Exclude images; transcribe the rest of the data exactly.

Referring expression pointing data —
⟨

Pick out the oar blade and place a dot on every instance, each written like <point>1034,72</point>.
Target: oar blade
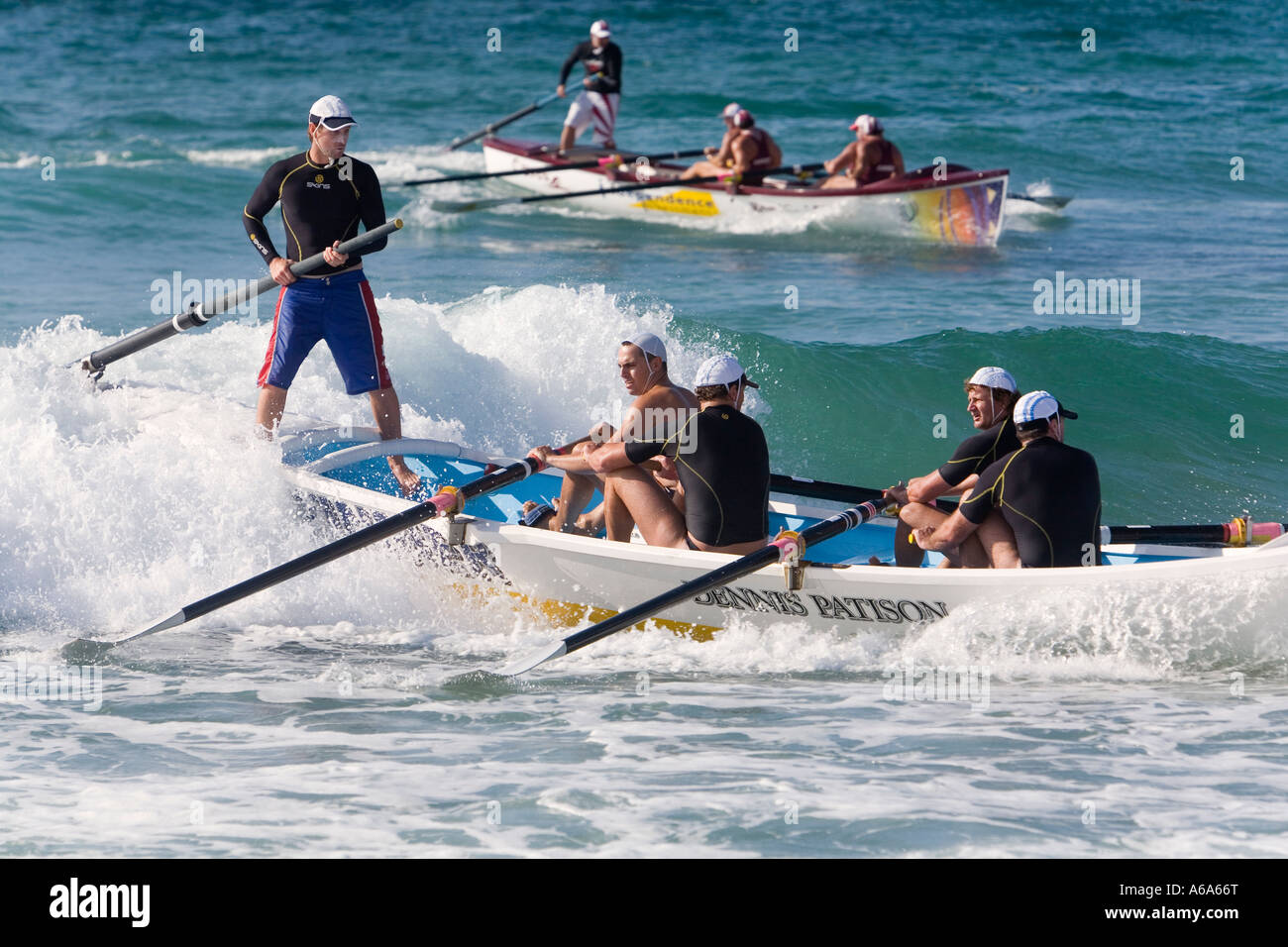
<point>86,651</point>
<point>531,660</point>
<point>1050,201</point>
<point>90,650</point>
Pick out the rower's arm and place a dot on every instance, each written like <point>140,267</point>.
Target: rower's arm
<point>259,204</point>
<point>931,486</point>
<point>725,153</point>
<point>948,535</point>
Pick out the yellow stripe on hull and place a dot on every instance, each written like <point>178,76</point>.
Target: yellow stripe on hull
<point>570,613</point>
<point>698,202</point>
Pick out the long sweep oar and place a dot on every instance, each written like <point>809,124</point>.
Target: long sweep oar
<point>459,208</point>
<point>1236,532</point>
<point>786,547</point>
<point>544,169</point>
<point>446,500</point>
<point>514,116</point>
<point>198,316</point>
<point>1050,201</point>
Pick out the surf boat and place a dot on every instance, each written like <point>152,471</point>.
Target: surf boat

⟩

Task answer —
Pick out the oar blade and place a dot on every instance, each written like <point>1034,72</point>.
Target: oar blade
<point>86,651</point>
<point>531,660</point>
<point>1050,201</point>
<point>90,650</point>
Pick out the rower's arm and place a dot on every instance, each written like <point>140,267</point>.
Target: rower's arm
<point>259,204</point>
<point>931,486</point>
<point>725,153</point>
<point>948,535</point>
Pick out the yellow stripe on hull and place a dot on every instance, each written like <point>178,76</point>.
Target: yellow stripe on hull
<point>570,613</point>
<point>698,202</point>
Pick out the long sweep oar and place a dot on every instance, each written like <point>809,124</point>.
Target: long sweep oar
<point>459,208</point>
<point>1236,532</point>
<point>786,547</point>
<point>544,169</point>
<point>446,500</point>
<point>514,116</point>
<point>198,316</point>
<point>1050,201</point>
Pick out the surf boat and place a dot on every instance, each written like <point>152,471</point>.
Target: surf boat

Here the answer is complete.